### Exercices
1 – Résumez l'extrait en deux phrases.
2 – Transcrivez fidèlement le passage de l'extrait qui va de « A quoi bon détruire, par » à « N°37 (Février 1970). ».

### Extrait
-------------------------

CSN1

A quoi bon détruire, par l'analyse froide et bien française, la chaleur d'un moment heureux, d'une musique bouleversante ? Il existe un disque qui est en vente en France, et dont aucun mot ne pourra jamais rendre compte de la beauté. - Philippe Paringaux, Rock'n'Folk N°37 (Février 1970).

Putain, ça va pas être facile de passer derrière, hein ? Je vais essayer quand même, fou que je suis. Mais il faut dire qu'il a raison, le Paringaux : cet album est tellement beau qu'il en est quasiment inchroniquable. Et si vous ne savez pas qui est Paringaux, c'est un rock-critic qui fut actif de 1968 à 1973, au sein de Rock'n'Folk, magazine qu'il a géré (rédacteur en chef) à partir du milieu des années 70 (vers 1974/75), jusqu'au début des années 80. Il a aussi été romancier, parolier, scénariste de BD, traducteur (son occupation principale à l'heure actuelle). Les textes qu'il a écrit au sein de Rock'n'Folk sont parmi les meilleurs jamais parus dans la presse musicale française. La citation du haut vient d'un de ses articles sur Crosby, Stills & Nash, précisément un concert donné à l'Albert Hall de Londres, avec Neil Young en guest. Mais on est là pour parler d'eux, alors maintenant, parlons de Crosby, Stills & Nash, OK ? Ce groupe est majeur, mythique, parfait. On en parla, à l'épque, comme étant la réponse américaine aux Beatles, il fut envisagé de les signer, en Angleterre, sur Apple, mais les Beatles (du moins, Harrison en tout cas) sy opposeront fermement. Sinon, le groupe était signé sur Atlantic Records, le label d'Ahmet Ertegun. Pas un petit label, on le sait (Led Zeppelin...). Ce groupe, ce trio, a vu le jour en 1968 quand ses trois membres ont quitté leurs groupes respectifs, avec, pour chacun, une irrépressible envie de changer d'air.

-------------------------

### Données fournies
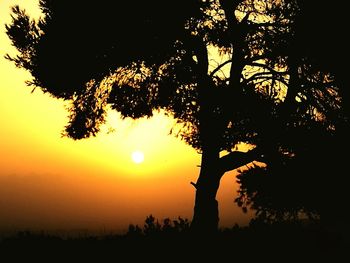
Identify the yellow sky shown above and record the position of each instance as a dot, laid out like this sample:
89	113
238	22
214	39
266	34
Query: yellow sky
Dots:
49	182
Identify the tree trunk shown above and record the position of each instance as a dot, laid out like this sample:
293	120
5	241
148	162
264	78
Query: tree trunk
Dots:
206	213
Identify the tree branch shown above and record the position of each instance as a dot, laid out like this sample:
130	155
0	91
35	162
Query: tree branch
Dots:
236	159
219	67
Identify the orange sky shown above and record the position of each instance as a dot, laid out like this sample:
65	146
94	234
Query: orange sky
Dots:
53	183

-------------------------

### Réponses
1 – La chronique s'ouvre sur une citation de Philippe Paringaux, critique de Rock'n'Folk, selon laquelle aucun mot ne peut rendre compte de la beauté d'un disque, et lui donne raison au sujet de cet album de Crosby, Stills & Nash. Elle présente ensuite le trio, signé chez Atlantic Records, comme un groupe majeur, mythique et parfait, né en 1968 lorsque ses trois membres ont quitté leurs groupes respectifs.

2 –
A quoi bon détruire, par l'analyse froide et bien française, la chaleur d'un moment heureux, d'une musique bouleversante ? Il existe un disque qui est en vente en France, et dont aucun mot ne pourra jamais rendre compte de la beauté. - Philippe Paringaux, Rock'n'Folk N°37 (Février 1970).